What needs to be done :: Tally the lines in the data that follows that include the word "below", and report nothing but the total.

[Referring expression data]
::::

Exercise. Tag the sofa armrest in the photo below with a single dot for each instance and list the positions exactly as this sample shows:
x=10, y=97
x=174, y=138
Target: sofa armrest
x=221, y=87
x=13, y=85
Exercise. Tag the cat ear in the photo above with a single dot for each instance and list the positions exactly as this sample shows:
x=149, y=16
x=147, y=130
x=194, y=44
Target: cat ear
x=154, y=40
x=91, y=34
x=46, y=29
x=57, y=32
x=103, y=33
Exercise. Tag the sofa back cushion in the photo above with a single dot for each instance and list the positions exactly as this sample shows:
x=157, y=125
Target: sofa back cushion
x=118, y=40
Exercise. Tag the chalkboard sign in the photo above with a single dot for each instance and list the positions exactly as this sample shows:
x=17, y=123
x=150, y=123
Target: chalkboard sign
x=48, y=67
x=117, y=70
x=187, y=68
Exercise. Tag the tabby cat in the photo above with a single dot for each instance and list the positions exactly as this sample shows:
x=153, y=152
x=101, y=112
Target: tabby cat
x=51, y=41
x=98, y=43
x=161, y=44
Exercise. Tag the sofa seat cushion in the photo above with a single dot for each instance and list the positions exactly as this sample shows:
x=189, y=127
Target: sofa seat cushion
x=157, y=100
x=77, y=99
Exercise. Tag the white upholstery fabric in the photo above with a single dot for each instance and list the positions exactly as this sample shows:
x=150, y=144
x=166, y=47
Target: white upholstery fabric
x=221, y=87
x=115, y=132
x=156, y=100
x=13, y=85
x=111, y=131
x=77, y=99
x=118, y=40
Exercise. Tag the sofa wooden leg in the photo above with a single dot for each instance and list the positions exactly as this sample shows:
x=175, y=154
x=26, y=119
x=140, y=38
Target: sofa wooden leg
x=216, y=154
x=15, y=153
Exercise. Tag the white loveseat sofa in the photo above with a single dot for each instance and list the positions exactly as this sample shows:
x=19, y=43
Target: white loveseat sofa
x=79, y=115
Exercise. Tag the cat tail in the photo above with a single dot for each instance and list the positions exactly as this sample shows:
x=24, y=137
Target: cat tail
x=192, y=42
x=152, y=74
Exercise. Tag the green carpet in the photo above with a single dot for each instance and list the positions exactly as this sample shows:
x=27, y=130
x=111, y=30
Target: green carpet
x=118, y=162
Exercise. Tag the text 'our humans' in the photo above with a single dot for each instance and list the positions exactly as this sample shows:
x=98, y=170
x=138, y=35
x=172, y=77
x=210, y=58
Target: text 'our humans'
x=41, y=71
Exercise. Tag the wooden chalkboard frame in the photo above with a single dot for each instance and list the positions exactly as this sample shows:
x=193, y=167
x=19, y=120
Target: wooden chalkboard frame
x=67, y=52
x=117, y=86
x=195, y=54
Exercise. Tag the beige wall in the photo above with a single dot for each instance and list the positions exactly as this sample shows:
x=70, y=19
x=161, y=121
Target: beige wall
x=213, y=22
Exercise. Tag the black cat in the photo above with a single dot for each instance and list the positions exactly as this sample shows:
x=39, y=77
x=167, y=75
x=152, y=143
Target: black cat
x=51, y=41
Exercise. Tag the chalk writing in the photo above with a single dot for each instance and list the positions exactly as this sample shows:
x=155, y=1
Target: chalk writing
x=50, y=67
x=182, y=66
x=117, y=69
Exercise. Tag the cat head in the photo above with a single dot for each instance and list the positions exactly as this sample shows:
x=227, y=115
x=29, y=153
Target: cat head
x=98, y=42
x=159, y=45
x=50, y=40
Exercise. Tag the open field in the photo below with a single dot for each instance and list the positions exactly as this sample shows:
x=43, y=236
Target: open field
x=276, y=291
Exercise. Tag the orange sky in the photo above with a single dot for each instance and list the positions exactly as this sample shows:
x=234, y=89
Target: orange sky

::::

Exercise output :: 2